Your instructions: Can you set out the rows, from the line containing "Identify the mountain" through the last row, as a JSON list of strings with one string per line and blank lines dropped?

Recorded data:

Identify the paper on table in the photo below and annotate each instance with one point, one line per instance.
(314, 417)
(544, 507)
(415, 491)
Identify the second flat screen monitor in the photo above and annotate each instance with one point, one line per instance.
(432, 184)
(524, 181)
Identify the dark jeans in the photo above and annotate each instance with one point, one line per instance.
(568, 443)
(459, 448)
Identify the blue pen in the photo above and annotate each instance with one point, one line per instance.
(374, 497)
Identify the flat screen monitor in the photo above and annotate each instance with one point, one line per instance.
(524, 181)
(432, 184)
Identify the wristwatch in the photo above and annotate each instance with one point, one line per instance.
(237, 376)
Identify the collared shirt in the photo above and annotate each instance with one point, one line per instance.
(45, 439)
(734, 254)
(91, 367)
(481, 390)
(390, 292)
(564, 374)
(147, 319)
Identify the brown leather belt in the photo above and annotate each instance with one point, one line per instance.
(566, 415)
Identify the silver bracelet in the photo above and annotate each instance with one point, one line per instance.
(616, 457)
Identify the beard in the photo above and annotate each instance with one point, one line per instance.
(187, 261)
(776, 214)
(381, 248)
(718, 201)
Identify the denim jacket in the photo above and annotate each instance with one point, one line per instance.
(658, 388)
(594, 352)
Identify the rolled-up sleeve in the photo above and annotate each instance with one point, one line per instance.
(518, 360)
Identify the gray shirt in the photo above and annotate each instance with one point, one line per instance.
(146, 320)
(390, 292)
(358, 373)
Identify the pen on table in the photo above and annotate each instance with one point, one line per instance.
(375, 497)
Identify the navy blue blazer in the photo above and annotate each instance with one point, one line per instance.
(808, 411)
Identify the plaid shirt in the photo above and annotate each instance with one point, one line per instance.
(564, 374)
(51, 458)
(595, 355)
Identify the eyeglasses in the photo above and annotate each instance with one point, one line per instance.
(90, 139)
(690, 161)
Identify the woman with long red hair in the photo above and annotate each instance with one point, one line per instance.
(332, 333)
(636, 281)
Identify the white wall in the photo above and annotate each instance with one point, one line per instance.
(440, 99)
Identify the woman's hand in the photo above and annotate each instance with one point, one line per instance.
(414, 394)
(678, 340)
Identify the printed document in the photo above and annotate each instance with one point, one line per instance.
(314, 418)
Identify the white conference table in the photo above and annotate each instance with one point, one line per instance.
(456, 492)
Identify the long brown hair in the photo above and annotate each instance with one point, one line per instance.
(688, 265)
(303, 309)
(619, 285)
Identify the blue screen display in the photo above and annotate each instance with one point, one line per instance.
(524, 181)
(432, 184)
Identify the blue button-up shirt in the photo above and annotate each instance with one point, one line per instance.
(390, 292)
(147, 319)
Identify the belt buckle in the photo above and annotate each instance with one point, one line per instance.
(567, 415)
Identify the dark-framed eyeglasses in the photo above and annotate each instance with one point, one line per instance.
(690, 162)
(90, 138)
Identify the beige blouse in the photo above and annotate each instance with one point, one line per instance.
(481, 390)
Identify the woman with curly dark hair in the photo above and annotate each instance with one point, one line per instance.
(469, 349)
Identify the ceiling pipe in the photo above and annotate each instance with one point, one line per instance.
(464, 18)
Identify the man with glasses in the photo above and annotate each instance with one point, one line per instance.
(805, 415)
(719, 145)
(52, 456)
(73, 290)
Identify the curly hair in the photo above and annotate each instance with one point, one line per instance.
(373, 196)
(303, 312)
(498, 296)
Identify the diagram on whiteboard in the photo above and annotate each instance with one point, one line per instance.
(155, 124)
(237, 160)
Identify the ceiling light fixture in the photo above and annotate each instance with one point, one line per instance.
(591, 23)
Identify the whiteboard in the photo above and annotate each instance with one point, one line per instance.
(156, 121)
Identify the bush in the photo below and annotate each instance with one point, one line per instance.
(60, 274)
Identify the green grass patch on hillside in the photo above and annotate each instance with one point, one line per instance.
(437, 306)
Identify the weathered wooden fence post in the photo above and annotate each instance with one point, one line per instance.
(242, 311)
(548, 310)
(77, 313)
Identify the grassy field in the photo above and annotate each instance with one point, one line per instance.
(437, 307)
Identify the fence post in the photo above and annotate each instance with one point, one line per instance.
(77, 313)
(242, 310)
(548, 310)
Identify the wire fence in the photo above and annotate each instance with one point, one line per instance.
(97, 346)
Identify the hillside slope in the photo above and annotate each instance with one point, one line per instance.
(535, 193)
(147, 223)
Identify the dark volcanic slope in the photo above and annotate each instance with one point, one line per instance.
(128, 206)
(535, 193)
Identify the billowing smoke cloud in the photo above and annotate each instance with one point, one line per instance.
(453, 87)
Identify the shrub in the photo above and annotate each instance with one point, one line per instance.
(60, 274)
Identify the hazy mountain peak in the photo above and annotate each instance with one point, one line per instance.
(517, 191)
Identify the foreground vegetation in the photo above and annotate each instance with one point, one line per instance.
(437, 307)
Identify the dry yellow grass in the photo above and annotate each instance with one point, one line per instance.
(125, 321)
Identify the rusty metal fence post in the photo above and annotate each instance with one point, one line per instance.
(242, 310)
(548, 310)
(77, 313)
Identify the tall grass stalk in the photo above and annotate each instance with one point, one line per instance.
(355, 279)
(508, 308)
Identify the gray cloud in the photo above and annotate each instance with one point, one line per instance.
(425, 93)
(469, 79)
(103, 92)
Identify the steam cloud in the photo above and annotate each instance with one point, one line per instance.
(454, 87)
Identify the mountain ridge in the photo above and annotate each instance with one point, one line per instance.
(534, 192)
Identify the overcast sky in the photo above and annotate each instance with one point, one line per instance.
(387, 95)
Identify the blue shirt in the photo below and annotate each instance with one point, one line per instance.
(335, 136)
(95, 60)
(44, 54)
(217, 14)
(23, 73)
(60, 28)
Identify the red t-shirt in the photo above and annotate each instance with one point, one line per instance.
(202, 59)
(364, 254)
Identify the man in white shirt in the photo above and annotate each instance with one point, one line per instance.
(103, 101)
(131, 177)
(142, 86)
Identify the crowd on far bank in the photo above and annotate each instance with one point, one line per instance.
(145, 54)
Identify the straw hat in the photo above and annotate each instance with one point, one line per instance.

Problem solution:
[
  "Identify the mountain ridge in the photo above and annotate each instance with one point, one line per instance.",
  "(534, 192)",
  "Identify the overcast sky in the photo above and annotate each instance with one point, one line per instance.",
  "(387, 95)",
  "Identify the blue shirt in the photo below and annotate each instance with one point, one line per instance.",
  "(335, 136)",
  "(95, 60)",
  "(44, 54)",
  "(217, 14)",
  "(23, 73)",
  "(60, 28)",
  "Identify the red t-shirt in the photo above and annotate each instance with one point, one line per instance.",
  "(202, 59)",
  "(364, 254)",
  "Identify the man in white shirt in the photo above and annotate each instance with one point, one line per instance.",
  "(103, 101)",
  "(131, 177)",
  "(142, 86)",
  "Identify the crowd on far bank in the photo above and annotate each instance with one point, one line per instance.",
  "(145, 54)",
  "Identify the straw hat in the photo above and annotate each instance with one point, one line per instance."
]